PASSAGE SHOWN -
▬▬▬
Somewhere along the line, football players took a peek at their professional peers in baseball and basketball and got jealous. They apparently saw the wages and commercial endorsements and no-cut contracts and wanted a bigger slice of the professional football pie, bigger than the 60 percent of the gross cut Upshaw had negotiated.

A bigger slice wasn't forthcoming. In fact, it might get just a touch smaller. Somebody needs to remind today's players of what happened in 1987 when a 24-day strike caved mostly because 89 players crossed the union picket line.

The NFL staged replacement games, and while attendance in some cities was nonexistent and some were hammered with derisive nicknames (like the San Francisco Phoney Niners), other teams (like the replacement Redskins) drew big crowds, the networks were willing to televise it, and the owners, no matter how unseemly the games were, were quite content fielding teams and breaking the union.

NFL owners proved in 1987 beyond a shadow of a doubt that professional football players, with the exception of quarterbacks and a handful of others, are anonymous and that Americans don't care who's in the jerseys as long as somebody is wearing them on Sundays.

The NFL players waved bye-bye to their leverage that fall when 15 percent of them crossed picket lines. Famous and influential players caved, including Hall of Famers Lawrence Taylor, Steve Largent, Tony Dorsett and Randy White. The Cowboys' quarterback, Danny White, even crossed the picket line.

Today's players probably don't know that. But you think the owners have forgotten what kind of leverage they have and how easily the players' resolve melted? Upshaw never forgot. It was a small but meaningful group of players, 21 years ago, who sold out Upshaw. And while he never complained publicly about it, Upshaw went about every future negotiation knowing the owners would put their foot on the players' neck. He knew he could never make the demands Don Fehr could make for baseball players or Billy Hunter could make for basketball players.

You think Upshaw, a Raider, a Hall of Famer, a guard at a time when defensive players enjoyed every rules advantage, was less competitive than Fehr and Hunter? I'd make the counter argument, that Upshaw cared about his league in a way neither cared about theirs because he invested much more than they had in the way of blood and sweat.
▬▬▬
Dataset items
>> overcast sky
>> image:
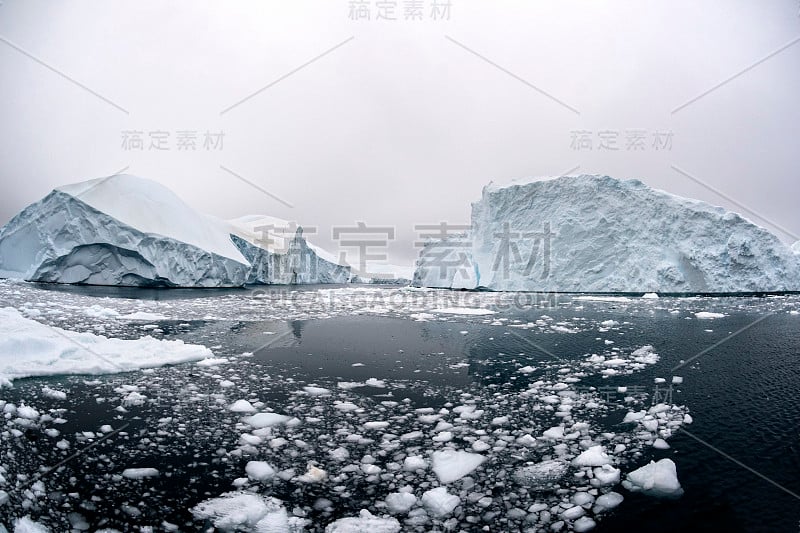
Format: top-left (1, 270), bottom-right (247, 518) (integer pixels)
top-left (0, 0), bottom-right (800, 263)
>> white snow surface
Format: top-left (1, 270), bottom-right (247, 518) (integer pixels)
top-left (414, 175), bottom-right (800, 293)
top-left (0, 174), bottom-right (350, 287)
top-left (433, 449), bottom-right (486, 483)
top-left (0, 307), bottom-right (213, 384)
top-left (56, 174), bottom-right (249, 265)
top-left (622, 459), bottom-right (683, 498)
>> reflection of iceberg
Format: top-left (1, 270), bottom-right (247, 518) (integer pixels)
top-left (0, 174), bottom-right (350, 287)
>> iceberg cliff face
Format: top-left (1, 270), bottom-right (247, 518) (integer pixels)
top-left (415, 176), bottom-right (800, 293)
top-left (0, 175), bottom-right (349, 287)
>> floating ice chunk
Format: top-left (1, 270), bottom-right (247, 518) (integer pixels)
top-left (572, 516), bottom-right (597, 533)
top-left (122, 468), bottom-right (160, 479)
top-left (0, 307), bottom-right (213, 382)
top-left (514, 460), bottom-right (569, 490)
top-left (592, 492), bottom-right (625, 514)
top-left (303, 387), bottom-right (331, 396)
top-left (561, 505), bottom-right (586, 521)
top-left (244, 413), bottom-right (291, 429)
top-left (325, 509), bottom-right (400, 533)
top-left (297, 463), bottom-right (328, 483)
top-left (422, 487), bottom-right (461, 518)
top-left (432, 450), bottom-right (486, 483)
top-left (431, 307), bottom-right (496, 315)
top-left (192, 491), bottom-right (303, 532)
top-left (228, 400), bottom-right (256, 413)
top-left (386, 492), bottom-right (417, 514)
top-left (472, 440), bottom-right (492, 452)
top-left (42, 385), bottom-right (67, 400)
top-left (542, 426), bottom-right (564, 440)
top-left (244, 461), bottom-right (275, 481)
top-left (433, 431), bottom-right (453, 442)
top-left (592, 465), bottom-right (620, 486)
top-left (622, 459), bottom-right (683, 498)
top-left (572, 445), bottom-right (611, 466)
top-left (653, 438), bottom-right (669, 450)
top-left (403, 455), bottom-right (428, 472)
top-left (364, 421), bottom-right (389, 429)
top-left (14, 516), bottom-right (50, 533)
top-left (694, 311), bottom-right (725, 320)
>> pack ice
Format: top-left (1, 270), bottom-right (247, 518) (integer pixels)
top-left (0, 174), bottom-right (350, 287)
top-left (414, 175), bottom-right (800, 293)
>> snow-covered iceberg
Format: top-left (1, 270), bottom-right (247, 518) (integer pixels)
top-left (414, 175), bottom-right (800, 293)
top-left (0, 307), bottom-right (214, 386)
top-left (0, 174), bottom-right (350, 287)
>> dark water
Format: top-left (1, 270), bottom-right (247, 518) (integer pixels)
top-left (0, 290), bottom-right (800, 532)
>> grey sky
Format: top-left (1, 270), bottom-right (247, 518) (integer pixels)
top-left (0, 0), bottom-right (800, 263)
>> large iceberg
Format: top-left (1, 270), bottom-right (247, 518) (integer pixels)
top-left (414, 175), bottom-right (800, 293)
top-left (0, 174), bottom-right (350, 287)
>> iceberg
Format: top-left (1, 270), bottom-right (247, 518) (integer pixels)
top-left (0, 174), bottom-right (350, 287)
top-left (414, 175), bottom-right (800, 293)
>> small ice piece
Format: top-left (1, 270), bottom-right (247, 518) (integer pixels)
top-left (542, 426), bottom-right (564, 440)
top-left (622, 459), bottom-right (683, 498)
top-left (572, 516), bottom-right (597, 533)
top-left (422, 487), bottom-right (461, 518)
top-left (303, 387), bottom-right (331, 396)
top-left (228, 400), bottom-right (256, 413)
top-left (403, 455), bottom-right (428, 472)
top-left (12, 516), bottom-right (50, 533)
top-left (122, 468), bottom-right (159, 479)
top-left (694, 311), bottom-right (725, 320)
top-left (386, 492), bottom-right (417, 514)
top-left (653, 438), bottom-right (669, 450)
top-left (244, 461), bottom-right (275, 481)
top-left (297, 463), bottom-right (328, 483)
top-left (572, 445), bottom-right (611, 466)
top-left (592, 492), bottom-right (625, 514)
top-left (364, 421), bottom-right (389, 429)
top-left (324, 508), bottom-right (400, 533)
top-left (244, 413), bottom-right (291, 429)
top-left (192, 491), bottom-right (302, 531)
top-left (472, 440), bottom-right (492, 452)
top-left (514, 460), bottom-right (569, 490)
top-left (561, 505), bottom-right (586, 521)
top-left (432, 431), bottom-right (453, 442)
top-left (592, 465), bottom-right (620, 486)
top-left (433, 450), bottom-right (486, 483)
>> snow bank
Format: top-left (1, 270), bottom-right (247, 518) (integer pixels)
top-left (622, 459), bottom-right (683, 498)
top-left (325, 509), bottom-right (400, 533)
top-left (192, 492), bottom-right (305, 532)
top-left (0, 174), bottom-right (350, 287)
top-left (433, 449), bottom-right (486, 483)
top-left (414, 175), bottom-right (800, 293)
top-left (0, 307), bottom-right (213, 383)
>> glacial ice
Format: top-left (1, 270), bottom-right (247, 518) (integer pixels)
top-left (0, 174), bottom-right (350, 287)
top-left (414, 175), bottom-right (800, 293)
top-left (622, 459), bottom-right (683, 498)
top-left (0, 307), bottom-right (213, 386)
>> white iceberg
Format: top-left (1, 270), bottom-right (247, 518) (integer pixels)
top-left (414, 175), bottom-right (800, 293)
top-left (0, 174), bottom-right (350, 287)
top-left (0, 307), bottom-right (214, 385)
top-left (622, 459), bottom-right (683, 498)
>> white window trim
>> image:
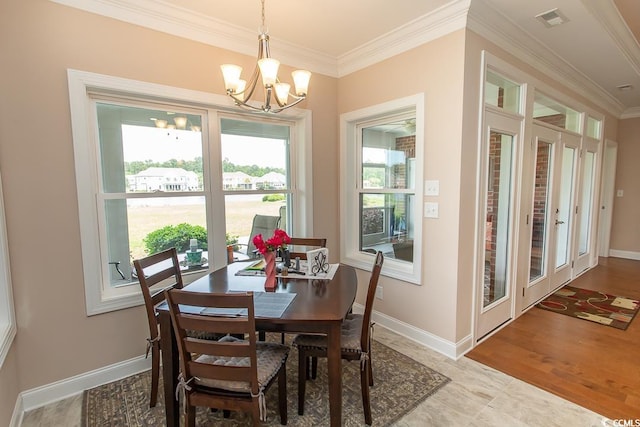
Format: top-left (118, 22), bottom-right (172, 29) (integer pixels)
top-left (340, 93), bottom-right (424, 285)
top-left (67, 69), bottom-right (313, 316)
top-left (0, 171), bottom-right (17, 367)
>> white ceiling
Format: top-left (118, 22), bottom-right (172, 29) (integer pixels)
top-left (52, 0), bottom-right (640, 117)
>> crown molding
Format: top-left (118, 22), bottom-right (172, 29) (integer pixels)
top-left (50, 0), bottom-right (338, 77)
top-left (338, 0), bottom-right (471, 77)
top-left (50, 0), bottom-right (471, 78)
top-left (581, 0), bottom-right (640, 74)
top-left (467, 0), bottom-right (624, 117)
top-left (620, 107), bottom-right (640, 119)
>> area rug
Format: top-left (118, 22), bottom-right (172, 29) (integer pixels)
top-left (82, 340), bottom-right (449, 427)
top-left (537, 286), bottom-right (640, 330)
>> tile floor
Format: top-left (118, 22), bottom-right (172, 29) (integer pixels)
top-left (22, 325), bottom-right (613, 427)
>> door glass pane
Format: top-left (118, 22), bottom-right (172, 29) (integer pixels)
top-left (587, 117), bottom-right (602, 139)
top-left (533, 92), bottom-right (581, 132)
top-left (529, 141), bottom-right (552, 282)
top-left (556, 147), bottom-right (576, 268)
top-left (484, 70), bottom-right (520, 113)
top-left (483, 131), bottom-right (514, 307)
top-left (578, 151), bottom-right (595, 255)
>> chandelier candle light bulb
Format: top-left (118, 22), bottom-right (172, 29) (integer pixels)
top-left (220, 0), bottom-right (311, 113)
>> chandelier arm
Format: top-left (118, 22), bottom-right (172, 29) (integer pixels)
top-left (269, 97), bottom-right (305, 114)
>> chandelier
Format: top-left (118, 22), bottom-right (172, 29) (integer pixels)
top-left (220, 0), bottom-right (311, 113)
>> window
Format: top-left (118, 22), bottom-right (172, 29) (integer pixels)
top-left (587, 116), bottom-right (602, 139)
top-left (533, 91), bottom-right (581, 133)
top-left (484, 70), bottom-right (520, 114)
top-left (341, 95), bottom-right (424, 283)
top-left (0, 171), bottom-right (16, 367)
top-left (68, 70), bottom-right (313, 315)
top-left (220, 117), bottom-right (295, 256)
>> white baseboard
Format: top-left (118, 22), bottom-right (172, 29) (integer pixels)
top-left (9, 396), bottom-right (24, 427)
top-left (353, 303), bottom-right (464, 360)
top-left (19, 356), bottom-right (151, 414)
top-left (609, 249), bottom-right (640, 261)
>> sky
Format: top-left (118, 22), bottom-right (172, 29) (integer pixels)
top-left (122, 125), bottom-right (285, 168)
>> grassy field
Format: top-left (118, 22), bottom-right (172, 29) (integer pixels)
top-left (128, 200), bottom-right (284, 259)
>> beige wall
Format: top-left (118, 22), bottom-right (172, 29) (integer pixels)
top-left (338, 31), bottom-right (470, 342)
top-left (0, 0), bottom-right (339, 414)
top-left (0, 342), bottom-right (22, 426)
top-left (610, 118), bottom-right (640, 254)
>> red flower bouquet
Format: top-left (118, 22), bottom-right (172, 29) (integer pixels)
top-left (253, 228), bottom-right (291, 255)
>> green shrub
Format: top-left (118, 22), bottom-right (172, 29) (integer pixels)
top-left (262, 194), bottom-right (284, 202)
top-left (143, 224), bottom-right (208, 254)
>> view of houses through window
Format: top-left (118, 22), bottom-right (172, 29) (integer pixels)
top-left (96, 102), bottom-right (291, 286)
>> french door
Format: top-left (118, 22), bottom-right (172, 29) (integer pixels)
top-left (523, 125), bottom-right (580, 307)
top-left (476, 112), bottom-right (521, 339)
top-left (574, 138), bottom-right (599, 276)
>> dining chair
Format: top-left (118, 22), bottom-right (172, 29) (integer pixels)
top-left (166, 289), bottom-right (290, 427)
top-left (236, 214), bottom-right (280, 259)
top-left (293, 251), bottom-right (384, 425)
top-left (133, 248), bottom-right (220, 408)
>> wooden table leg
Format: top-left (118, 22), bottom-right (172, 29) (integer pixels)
top-left (158, 311), bottom-right (180, 427)
top-left (327, 322), bottom-right (342, 427)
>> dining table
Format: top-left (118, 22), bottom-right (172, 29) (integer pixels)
top-left (157, 262), bottom-right (358, 427)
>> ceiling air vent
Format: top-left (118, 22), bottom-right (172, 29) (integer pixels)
top-left (536, 8), bottom-right (569, 28)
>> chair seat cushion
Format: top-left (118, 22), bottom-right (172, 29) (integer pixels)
top-left (293, 314), bottom-right (363, 353)
top-left (186, 329), bottom-right (226, 341)
top-left (195, 337), bottom-right (290, 393)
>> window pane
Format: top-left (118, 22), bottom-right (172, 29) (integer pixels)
top-left (484, 70), bottom-right (520, 113)
top-left (556, 146), bottom-right (576, 268)
top-left (578, 151), bottom-right (595, 255)
top-left (361, 117), bottom-right (416, 189)
top-left (221, 119), bottom-right (289, 191)
top-left (529, 141), bottom-right (552, 282)
top-left (360, 193), bottom-right (414, 262)
top-left (225, 194), bottom-right (287, 259)
top-left (97, 103), bottom-right (203, 193)
top-left (533, 92), bottom-right (580, 132)
top-left (104, 197), bottom-right (208, 285)
top-left (587, 117), bottom-right (602, 139)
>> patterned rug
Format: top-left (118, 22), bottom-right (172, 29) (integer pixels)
top-left (82, 340), bottom-right (449, 427)
top-left (536, 286), bottom-right (640, 330)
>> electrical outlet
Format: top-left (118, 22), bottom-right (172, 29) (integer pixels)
top-left (424, 202), bottom-right (438, 218)
top-left (424, 180), bottom-right (440, 196)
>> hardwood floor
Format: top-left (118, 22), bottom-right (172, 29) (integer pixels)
top-left (466, 258), bottom-right (640, 420)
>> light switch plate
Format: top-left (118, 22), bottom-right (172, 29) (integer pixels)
top-left (424, 180), bottom-right (440, 196)
top-left (424, 202), bottom-right (438, 218)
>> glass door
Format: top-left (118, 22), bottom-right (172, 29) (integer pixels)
top-left (523, 125), bottom-right (560, 307)
top-left (551, 133), bottom-right (580, 290)
top-left (574, 138), bottom-right (598, 274)
top-left (476, 113), bottom-right (520, 338)
top-left (522, 125), bottom-right (580, 307)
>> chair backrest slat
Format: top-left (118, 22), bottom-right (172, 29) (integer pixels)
top-left (167, 289), bottom-right (259, 394)
top-left (360, 251), bottom-right (384, 351)
top-left (133, 248), bottom-right (183, 339)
▬▬▬
The passage on the 1987 NFL strike above names several Hall of Famers who crossed the picket line that fall. List all of them.

Lawrence Taylor, Steve Largent, Tony Dorsett, Randy White